— EXERCISE —
All entries below must be given again word for word.

Referring expression pointing data:
.....
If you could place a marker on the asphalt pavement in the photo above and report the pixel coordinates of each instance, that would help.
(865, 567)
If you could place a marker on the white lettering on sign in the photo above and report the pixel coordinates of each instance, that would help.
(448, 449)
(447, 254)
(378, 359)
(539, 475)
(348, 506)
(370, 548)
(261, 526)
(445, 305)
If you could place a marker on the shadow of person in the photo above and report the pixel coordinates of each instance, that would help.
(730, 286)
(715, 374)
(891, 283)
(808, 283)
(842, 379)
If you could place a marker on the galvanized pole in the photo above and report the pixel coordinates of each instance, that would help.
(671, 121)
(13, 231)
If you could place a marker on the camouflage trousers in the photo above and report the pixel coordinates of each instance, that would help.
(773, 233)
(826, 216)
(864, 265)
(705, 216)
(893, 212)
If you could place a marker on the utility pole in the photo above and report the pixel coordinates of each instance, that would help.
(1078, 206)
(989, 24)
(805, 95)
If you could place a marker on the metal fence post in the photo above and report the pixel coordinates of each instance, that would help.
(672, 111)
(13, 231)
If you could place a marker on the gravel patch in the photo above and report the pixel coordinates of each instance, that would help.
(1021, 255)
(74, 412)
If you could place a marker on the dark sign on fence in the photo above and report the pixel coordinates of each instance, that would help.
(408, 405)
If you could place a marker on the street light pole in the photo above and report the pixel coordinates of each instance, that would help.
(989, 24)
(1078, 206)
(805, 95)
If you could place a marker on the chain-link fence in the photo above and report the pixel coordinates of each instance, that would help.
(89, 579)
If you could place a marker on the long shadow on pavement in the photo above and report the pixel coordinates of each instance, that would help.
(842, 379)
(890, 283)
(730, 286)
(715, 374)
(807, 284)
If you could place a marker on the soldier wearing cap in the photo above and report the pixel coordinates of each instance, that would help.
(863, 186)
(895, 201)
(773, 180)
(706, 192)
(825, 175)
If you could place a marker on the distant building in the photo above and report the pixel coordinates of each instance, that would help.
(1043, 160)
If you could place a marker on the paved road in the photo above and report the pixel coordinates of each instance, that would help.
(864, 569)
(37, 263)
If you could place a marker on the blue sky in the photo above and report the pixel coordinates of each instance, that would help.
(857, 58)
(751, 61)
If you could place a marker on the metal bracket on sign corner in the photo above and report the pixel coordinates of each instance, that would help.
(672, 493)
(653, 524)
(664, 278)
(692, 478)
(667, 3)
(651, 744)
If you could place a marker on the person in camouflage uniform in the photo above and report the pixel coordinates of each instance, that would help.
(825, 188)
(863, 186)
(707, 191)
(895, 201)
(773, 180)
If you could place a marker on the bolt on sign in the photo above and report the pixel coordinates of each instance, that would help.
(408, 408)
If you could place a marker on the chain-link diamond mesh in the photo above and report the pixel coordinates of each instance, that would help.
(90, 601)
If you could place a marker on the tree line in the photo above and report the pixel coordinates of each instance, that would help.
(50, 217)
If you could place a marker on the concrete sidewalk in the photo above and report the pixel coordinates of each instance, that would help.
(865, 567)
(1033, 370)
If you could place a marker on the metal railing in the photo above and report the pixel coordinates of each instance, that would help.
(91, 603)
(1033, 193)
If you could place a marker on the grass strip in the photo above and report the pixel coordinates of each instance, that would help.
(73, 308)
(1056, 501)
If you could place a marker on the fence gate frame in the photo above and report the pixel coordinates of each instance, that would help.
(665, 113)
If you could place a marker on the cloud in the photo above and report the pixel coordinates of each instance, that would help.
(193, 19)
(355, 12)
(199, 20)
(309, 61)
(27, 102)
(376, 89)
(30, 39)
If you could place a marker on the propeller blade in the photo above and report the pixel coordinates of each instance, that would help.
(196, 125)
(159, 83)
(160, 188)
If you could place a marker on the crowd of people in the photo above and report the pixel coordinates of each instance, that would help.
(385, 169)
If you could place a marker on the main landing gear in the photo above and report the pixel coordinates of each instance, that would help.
.....
— WRITTEN RESPONSE —
If you could place a marker on the asphalt pavement in the photo above and report the pixel coordinates of each instance, that would help.
(865, 567)
If you could place a marker on the white lettering on sign in the photo above and report the pixel coordinates of each instance, that would help.
(448, 449)
(447, 254)
(378, 359)
(539, 475)
(348, 506)
(370, 548)
(261, 526)
(445, 305)
If you could place a marker on the shadow of person in the photo above and report the pixel coordinates of each instance, that would help.
(730, 286)
(715, 374)
(891, 283)
(808, 283)
(842, 379)
If you could place a marker on the galvanized pole in the photo above and report the pixel coordinates of each instance, that would help.
(671, 121)
(13, 231)
If you could place a marker on the camouflage trousers in the photo above and report the pixel coordinates of each instance, that would help.
(773, 233)
(826, 216)
(864, 265)
(705, 216)
(893, 212)
If you could place a marker on the utility pole in the photo above and report the pixel coordinates of each instance, that would help.
(1078, 206)
(989, 24)
(805, 95)
If you could place a marker on the metal fence post in the photo above and report the pixel coordinates of each instance, that would help.
(672, 111)
(13, 231)
If you could place a marker on the gravel patch in the photo above and report the pixel coordinates of each instance, that would help.
(1021, 255)
(74, 412)
If you could place a marker on the dark sign on fence in the photo above and report the pixel coordinates of each instance, that would help.
(408, 405)
If you could place a marker on the street light pole in the photo above and report the pixel coordinates of each instance, that would help.
(989, 24)
(1078, 206)
(805, 95)
If you could place a marker on the chain-link fence in the photo above and report the pixel coordinates of each instance, that would help.
(89, 579)
If you could place a marker on the long shadow on pavement in the photo above and report the pixel coordinates of each instance, that would help.
(842, 379)
(890, 283)
(730, 286)
(715, 374)
(807, 284)
If you could place a marker on the soldier wearing cap in the photo above and report the pixel coordinates of each instance, that would help.
(863, 186)
(895, 201)
(773, 180)
(706, 192)
(825, 175)
If you could place a marker on the distant building in the photo above and report the pixel coordinates of each instance, that would help.
(1043, 160)
If you could place a marker on the paved road in the photo above and report the pixel coordinates of each instance, that would help.
(864, 569)
(37, 263)
If you could place a marker on the blue sky in the photo above and report the pixel coordinates of each instance, that would help.
(857, 58)
(751, 61)
If you could place a marker on the metal bracket on sign corner in the photo above and report the pixel coordinates of each instance, that would help.
(672, 493)
(653, 524)
(664, 278)
(692, 478)
(667, 3)
(651, 744)
If you could place a marker on the person in camouflage uniform in the photo above and report the pixel coordinates of each instance, that would help.
(825, 188)
(863, 186)
(707, 191)
(895, 201)
(773, 180)
If you could place a marker on the bolt on sign in the photo above and report the pixel coordinates of each instance, that would help.
(408, 408)
If you could place a marker on the chain-link diamond mesh in the photo above and report the pixel coordinates of each instance, that would help.
(90, 601)
If you could place a marker on the tree line in the photo above and report the pixel coordinates of each instance, that would help.
(50, 217)
If you could place a marker on the concrete sidewalk in the photo above and report the pixel coordinates of each instance, that would help.
(865, 567)
(1033, 370)
If you could place a marker on the metal railing in the photo above and report the pixel coordinates of each instance, that would help.
(91, 603)
(1033, 193)
If you could place a marker on the grass strip in the photo above and report the pixel coordinates of each instance, that would help.
(73, 308)
(1056, 501)
If you could place a marker on the fence gate frame in the photo above and report the pixel coordinates of each instance, that would help.
(665, 113)
If you could place a marker on the cloud in the photo above and report the pixel coordinates of each instance, that would help.
(193, 19)
(355, 12)
(199, 20)
(309, 61)
(27, 102)
(376, 89)
(30, 39)
If you could place a marker on the propeller blade in the photo above and report the pixel coordinates of each instance, that would help.
(196, 125)
(159, 83)
(160, 188)
If you could place a marker on the crowd of people in the photo above and report the pixel coordinates of each instance, that would help.
(385, 169)
If you could place a marker on the main landing gear in the photo above and report the pixel coordinates of each instance, that would help.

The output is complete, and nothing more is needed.